■ 文書抜粋
──────
AP-BNNTを計量し、材料を乾燥するためにオーブン内、150℃、24時間ハウスエア(hous air)下で脱気する。その後材料をオーブンから出したらすぐにまた計量する。乾燥AP-BNNTはシートを引き離すためのピンセットでシートに寸断し、寸断した材料を石英管中の多孔質フリット上に移送する。挿入時の材料の静電特性を減らすために移送前に石英管は105℃に加熱しておく。
【0052】
スクラバーには15Lの水、及び乾燥AP-BNNTの質量の10倍に等しい量の水酸化ナトリウムを用意した。Teflon(登録商標)製の上のフランジを石英管の上に固定し、石英管の上は排ガスホースでガススクラバーに接続する。Teflon(登録商標)製の下のフランジを石英管の下に固定し、石英管の下は流入口ガスラインでマルチポート質量流量制御器に接続する。フランジは弁を備えていてもよい。質量流量制御器は乾燥アルゴンガス源、乾燥窒素ガス源、及び塩素ガス源に別々のポート、及びガス供給ラインを通じて接続した。石英管は流量500sccmのアルゴンで満たした。10分後石英管の温度を300℃に上昇した。300℃で更に15分後、アルゴンの流量を40sccmに下げ、アルゴンを一晩中流しておいた。
【0053】
翌日スクラバーから排ガスホースを取り外し、排ガスホースの端を密閉し、装置内のアルゴンガス圧を800Torrに上昇させてアルゴンガス流を止め、確実にシステム内のガス圧が5分間にわたって低下しないこと観察することにより、ガスライン、及びフランジが密閉されていることが確実である装置であることをチェックする。漏れがないことが明白である場合、排ガスホースをスクラバーに再び取り付ける。
──────
■ 出典資料

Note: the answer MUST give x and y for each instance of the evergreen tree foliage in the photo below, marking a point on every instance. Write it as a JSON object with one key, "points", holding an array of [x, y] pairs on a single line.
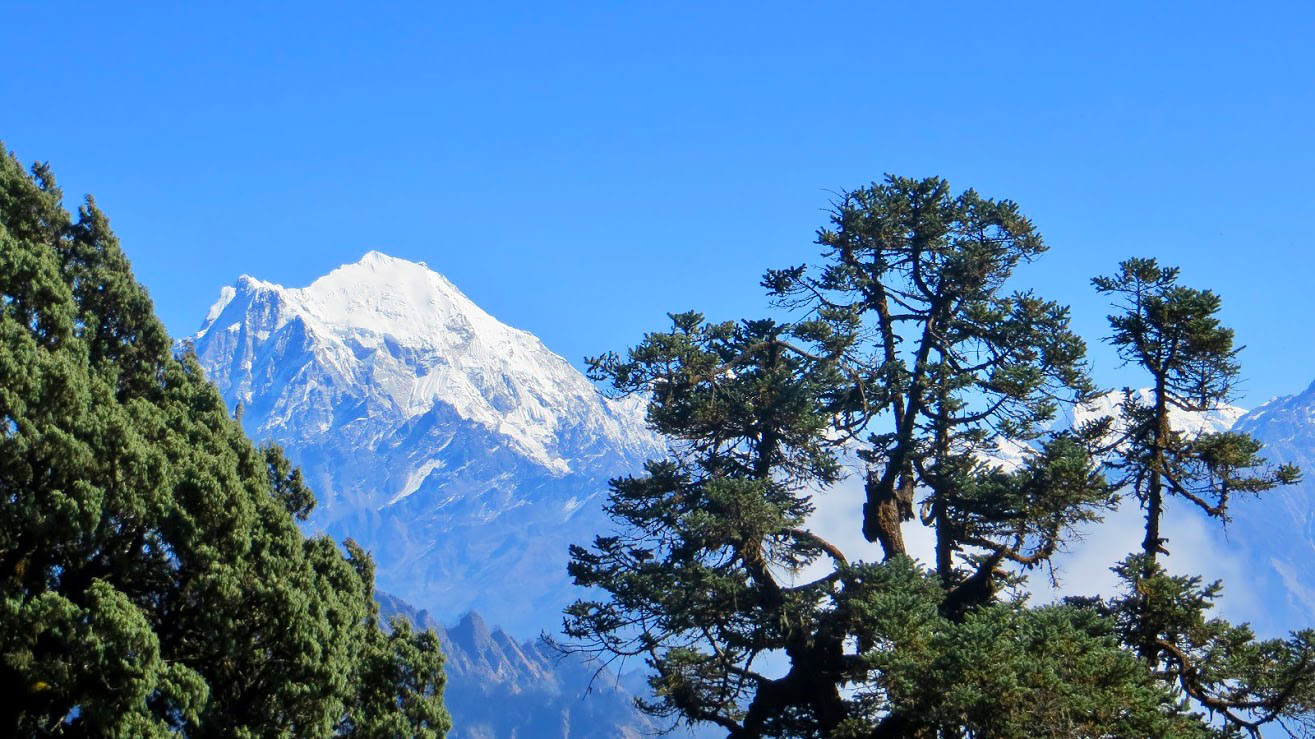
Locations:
{"points": [[153, 580], [1174, 335], [906, 357]]}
──────
■ 実施事項
(A) 文書抜粋のうち「スクラバーには15Lの水」で始まる段落を、主な事実を残して箇条書きにまとめてください。
(B) 文書抜粋の「AP-BNNTを計量し、材料」から始まり「管は105℃に加熱しておく。」で終わる部分を、「石英管」を「ガラス管」に置き換えて書き直してください。
一覧はこの作業には関係しません。

■ 問題の解答
(A)
- スクラバーに水15Lと、乾燥AP-BNNTの質量の10倍に等しい量の水酸化ナトリウムを用意した。
- 石英管の上にTeflon(登録商標)製の上のフランジを固定し、排ガスホースでガススクラバーに接続する。
- 石英管の下にTeflon(登録商標)製の下のフランジを固定し、流入口ガスラインでマルチポート質量流量制御器に接続する。フランジは弁を備えていてもよい。
- 質量流量制御器は、乾燥アルゴンガス源、乾燥窒素ガス源、塩素ガス源にそれぞれ別々のポートとガス供給ラインで接続した。
- 石英管を流量500sccmのアルゴンで満たし、10分後に300℃へ昇温した。
- 300℃でさらに15分後、アルゴンの流量を40sccmに下げ、一晩中流した。

(B)
AP-BNNTを計量し、材料を乾燥するためにオーブン内、150℃、24時間ハウスエア(hous air)下で脱気する。その後材料をオーブンから出したらすぐにまた計量する。乾燥AP-BNNTはシートを引き離すためのピンセットでシートに寸断し、寸断した材料をガラス管中の多孔質フリット上に移送する。挿入時の材料の静電特性を減らすために移送前にガラス管は105℃に加熱しておく。